■ Reading text
[BEGIN]

Many immigrants came to the US in search of a better future. RDB

Swiss emigration to the United States was largely due to people seeking their fortunes in new pastures, migration expert Leo Schelbert tells swissinfo.

Schelbert, who was recently awarded this year’s Swiss expatriate prize in recognition for his work on Swiss emigration to the US, says poverty was not necessarily the driving factor.

Around one million people who live in the US are estimated to have Swiss roots. Many are descended from settlers who emigrated to the country in the 19th century.

They mostly went to Pennsylvania and the Carolinas, as well as in the Midwestern states. Some communities, such as New Glarus in Wisconsin, still bear witness to their Swiss origins.

Schelbert, who is emeritus professor at University of Illinois at Chicago, has lived in the United States for more than 40 years.

swissinfo: Why did the Swiss originally emigrate to the US?

Leo Schelbert: Because the Swiss, like any other people, will take advantage of opportunities abroad.

For the wealthy it was the entrepreneurial possibilities, for the middleclass and especially in 18th century where in Switzerland and in Europe mechanisation was destroying the artisan culture, it was a way of finding jobs.

[END]

■ What to do
1 > Please transcribe the Swiss emigration text starting with "Many immigrants came" and going on through "their Swiss origins.".
2 > Write the next part of the Swiss emigration text, picking up after its last sentence.
The entries after this are separate material and are not part of the Swiss emigration text.

■ Entries shown
[BEGIN]

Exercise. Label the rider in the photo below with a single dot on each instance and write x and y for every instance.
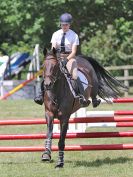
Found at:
(66, 41)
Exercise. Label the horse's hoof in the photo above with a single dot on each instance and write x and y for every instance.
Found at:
(46, 157)
(59, 165)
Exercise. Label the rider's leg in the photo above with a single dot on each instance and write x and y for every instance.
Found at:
(76, 83)
(39, 99)
(94, 93)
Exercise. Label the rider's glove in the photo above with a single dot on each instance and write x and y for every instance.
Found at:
(64, 61)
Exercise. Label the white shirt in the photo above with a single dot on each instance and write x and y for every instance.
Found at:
(71, 38)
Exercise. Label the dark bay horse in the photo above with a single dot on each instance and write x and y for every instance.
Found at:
(59, 101)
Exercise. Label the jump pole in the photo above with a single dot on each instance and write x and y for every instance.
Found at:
(69, 148)
(68, 136)
(118, 120)
(123, 100)
(20, 86)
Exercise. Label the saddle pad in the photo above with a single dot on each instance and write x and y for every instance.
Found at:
(83, 79)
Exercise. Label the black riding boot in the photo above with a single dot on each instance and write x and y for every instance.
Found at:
(79, 90)
(39, 99)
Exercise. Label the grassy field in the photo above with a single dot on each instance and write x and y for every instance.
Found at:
(77, 164)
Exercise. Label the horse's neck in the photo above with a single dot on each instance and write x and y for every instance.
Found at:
(61, 86)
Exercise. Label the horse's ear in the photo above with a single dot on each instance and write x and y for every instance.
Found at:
(54, 50)
(44, 51)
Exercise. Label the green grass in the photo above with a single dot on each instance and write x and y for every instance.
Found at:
(77, 164)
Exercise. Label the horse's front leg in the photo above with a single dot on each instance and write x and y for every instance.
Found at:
(61, 143)
(46, 156)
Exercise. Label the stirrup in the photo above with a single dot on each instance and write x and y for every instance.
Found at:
(83, 101)
(39, 99)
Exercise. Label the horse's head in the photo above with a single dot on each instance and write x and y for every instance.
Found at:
(51, 68)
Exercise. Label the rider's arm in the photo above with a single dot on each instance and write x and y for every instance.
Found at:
(53, 45)
(73, 53)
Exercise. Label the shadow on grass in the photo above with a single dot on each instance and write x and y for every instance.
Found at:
(100, 162)
(23, 162)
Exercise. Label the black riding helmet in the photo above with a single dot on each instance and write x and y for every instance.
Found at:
(66, 18)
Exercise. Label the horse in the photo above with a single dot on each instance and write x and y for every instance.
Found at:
(59, 101)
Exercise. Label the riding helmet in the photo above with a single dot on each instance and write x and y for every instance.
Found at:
(66, 18)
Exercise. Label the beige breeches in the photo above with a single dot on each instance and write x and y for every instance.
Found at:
(72, 68)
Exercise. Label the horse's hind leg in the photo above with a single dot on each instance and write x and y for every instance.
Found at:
(46, 156)
(61, 143)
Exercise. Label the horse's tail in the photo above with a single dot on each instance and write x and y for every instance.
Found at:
(109, 87)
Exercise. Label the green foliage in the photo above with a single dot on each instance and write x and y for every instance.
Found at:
(114, 46)
(105, 27)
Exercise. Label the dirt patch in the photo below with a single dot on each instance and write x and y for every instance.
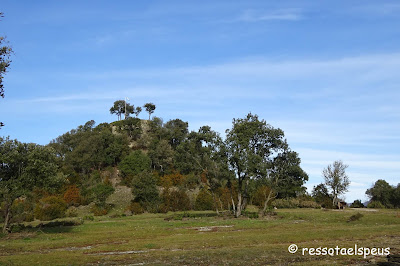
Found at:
(210, 228)
(117, 252)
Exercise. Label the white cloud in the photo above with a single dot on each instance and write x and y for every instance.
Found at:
(283, 14)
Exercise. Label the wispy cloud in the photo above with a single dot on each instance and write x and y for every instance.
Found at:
(251, 15)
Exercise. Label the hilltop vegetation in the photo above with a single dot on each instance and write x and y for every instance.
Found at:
(163, 167)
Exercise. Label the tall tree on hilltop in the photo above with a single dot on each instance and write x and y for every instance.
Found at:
(5, 53)
(138, 109)
(118, 108)
(150, 107)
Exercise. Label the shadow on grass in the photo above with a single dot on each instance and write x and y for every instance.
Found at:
(57, 226)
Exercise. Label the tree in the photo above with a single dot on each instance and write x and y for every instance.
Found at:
(176, 132)
(321, 195)
(145, 192)
(150, 107)
(135, 163)
(252, 146)
(284, 178)
(137, 111)
(22, 168)
(381, 192)
(118, 108)
(122, 107)
(5, 53)
(336, 179)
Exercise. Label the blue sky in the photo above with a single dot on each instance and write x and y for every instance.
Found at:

[END]

■ Answers to the problems
1 >
Many immigrants came to the US in search of a better future. RDB

Swiss emigration to the United States was largely due to people seeking their fortunes in new pastures, migration expert Leo Schelbert tells swissinfo.

Schelbert, who was recently awarded this year’s Swiss expatriate prize in recognition for his work on Swiss emigration to the US, says poverty was not necessarily the driving factor.

Around one million people who live in the US are estimated to have Swiss roots. Many are descended from settlers who emigrated to the country in the 19th century.

They mostly went to Pennsylvania and the Carolinas, as well as in the Midwestern states. Some communities, such as New Glarus in Wisconsin, still bear witness to their Swiss origins.

2 >
On a personal level you have every motivation you can think of, for family reasons or for escaping the law… or perhaps even fate.

swissinfo: So poverty was not a driving factor?

L.S.: The history of emigration is always interpreted as a crisis phenomenon, with poverty as its cause. In my opinion this is wrong, as the poor did not emigrate as they didn’t have the money.

People who have lost their positions emigrate, for example in Glarus when the home textile industry collapsed.

I did an informal study of 5,000 Swiss names and their professions registered in the US in 1915. Around three per cent were wealthy and 40-50 per cent were middle class.

However, emigrants were often robbed in port towns and during the crossings and in the end arrived penniless.

swissinfo: How Swiss are the one million Americans with Swiss ancestry?

L.S.: We cannot say that these people feel Swiss. They are 99.9 per cent Americans or maybe the dominant part of their background is German, Irish or Polish. There is, however, probably a percentage with a genuine dominant Swiss element.

swissinfo: Are there pockets of Swiss descendants who have remained close to their roots?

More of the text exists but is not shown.